— start of Data for this task —

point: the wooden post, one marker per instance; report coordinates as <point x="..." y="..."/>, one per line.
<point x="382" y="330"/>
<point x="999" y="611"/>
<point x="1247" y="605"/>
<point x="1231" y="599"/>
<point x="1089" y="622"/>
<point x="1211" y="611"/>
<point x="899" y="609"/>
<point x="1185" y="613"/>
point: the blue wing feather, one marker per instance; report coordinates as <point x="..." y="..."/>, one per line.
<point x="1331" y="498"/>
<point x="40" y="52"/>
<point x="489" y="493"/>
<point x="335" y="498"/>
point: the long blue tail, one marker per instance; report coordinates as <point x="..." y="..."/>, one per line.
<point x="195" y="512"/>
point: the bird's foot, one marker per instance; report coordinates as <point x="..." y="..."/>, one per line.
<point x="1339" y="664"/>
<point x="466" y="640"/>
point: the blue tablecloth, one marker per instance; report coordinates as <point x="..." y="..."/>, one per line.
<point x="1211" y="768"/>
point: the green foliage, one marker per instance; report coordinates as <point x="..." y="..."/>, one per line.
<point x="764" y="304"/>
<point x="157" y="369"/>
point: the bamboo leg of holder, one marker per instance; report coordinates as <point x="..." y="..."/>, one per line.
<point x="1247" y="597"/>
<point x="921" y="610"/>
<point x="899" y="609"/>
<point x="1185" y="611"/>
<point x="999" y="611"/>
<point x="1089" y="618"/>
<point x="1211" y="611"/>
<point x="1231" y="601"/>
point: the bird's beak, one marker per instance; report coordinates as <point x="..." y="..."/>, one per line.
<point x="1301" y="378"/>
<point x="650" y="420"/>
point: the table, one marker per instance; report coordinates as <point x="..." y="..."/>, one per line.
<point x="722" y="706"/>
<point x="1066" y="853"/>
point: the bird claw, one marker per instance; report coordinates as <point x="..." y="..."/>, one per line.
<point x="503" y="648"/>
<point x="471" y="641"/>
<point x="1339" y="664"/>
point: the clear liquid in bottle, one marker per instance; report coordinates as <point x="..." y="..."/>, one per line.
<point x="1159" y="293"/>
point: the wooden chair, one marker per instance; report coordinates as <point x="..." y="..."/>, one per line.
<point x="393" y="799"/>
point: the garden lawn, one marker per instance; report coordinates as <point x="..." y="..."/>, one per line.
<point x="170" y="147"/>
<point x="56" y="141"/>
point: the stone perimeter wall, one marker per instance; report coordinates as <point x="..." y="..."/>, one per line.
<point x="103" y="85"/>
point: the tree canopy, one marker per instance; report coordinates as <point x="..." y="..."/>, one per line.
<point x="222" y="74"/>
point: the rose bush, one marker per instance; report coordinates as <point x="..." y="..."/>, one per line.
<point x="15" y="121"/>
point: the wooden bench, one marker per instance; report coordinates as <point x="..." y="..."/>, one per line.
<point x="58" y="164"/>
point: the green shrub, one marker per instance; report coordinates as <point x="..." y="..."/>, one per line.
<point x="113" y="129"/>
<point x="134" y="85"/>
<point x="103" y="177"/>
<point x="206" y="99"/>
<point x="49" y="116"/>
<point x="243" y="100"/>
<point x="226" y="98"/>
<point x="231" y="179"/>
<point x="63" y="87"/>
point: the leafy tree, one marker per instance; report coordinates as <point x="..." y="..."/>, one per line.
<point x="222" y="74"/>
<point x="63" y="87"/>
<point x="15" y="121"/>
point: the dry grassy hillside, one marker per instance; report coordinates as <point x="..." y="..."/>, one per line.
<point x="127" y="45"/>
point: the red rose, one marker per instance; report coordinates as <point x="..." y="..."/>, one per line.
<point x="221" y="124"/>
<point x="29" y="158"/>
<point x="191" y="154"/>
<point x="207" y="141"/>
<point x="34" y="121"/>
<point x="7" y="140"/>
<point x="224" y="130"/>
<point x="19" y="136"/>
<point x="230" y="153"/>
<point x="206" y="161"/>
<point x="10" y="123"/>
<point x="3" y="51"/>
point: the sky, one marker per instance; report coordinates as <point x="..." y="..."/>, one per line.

— end of Data for this task —

**What you have to do**
Please reproduce, word for word, the lines of the listing from the line with "point: the leafy" up to and including its final line.

**Full output**
point: the leafy tree, one marker per instance; report coordinates as <point x="..." y="..."/>, one per line.
<point x="222" y="74"/>
<point x="63" y="87"/>
<point x="15" y="121"/>
point: the dry grassy hillside, one marker per instance; report coordinates as <point x="..." y="..."/>, one per line.
<point x="127" y="45"/>
point: the red rose, one marker per instance; report coordinates as <point x="..." y="..."/>, one per line.
<point x="221" y="124"/>
<point x="29" y="158"/>
<point x="191" y="154"/>
<point x="207" y="141"/>
<point x="34" y="121"/>
<point x="7" y="140"/>
<point x="224" y="130"/>
<point x="19" y="136"/>
<point x="230" y="153"/>
<point x="206" y="161"/>
<point x="10" y="123"/>
<point x="3" y="51"/>
point: the sky, one marker per instance; report coordinates as <point x="..." y="..."/>, one per line.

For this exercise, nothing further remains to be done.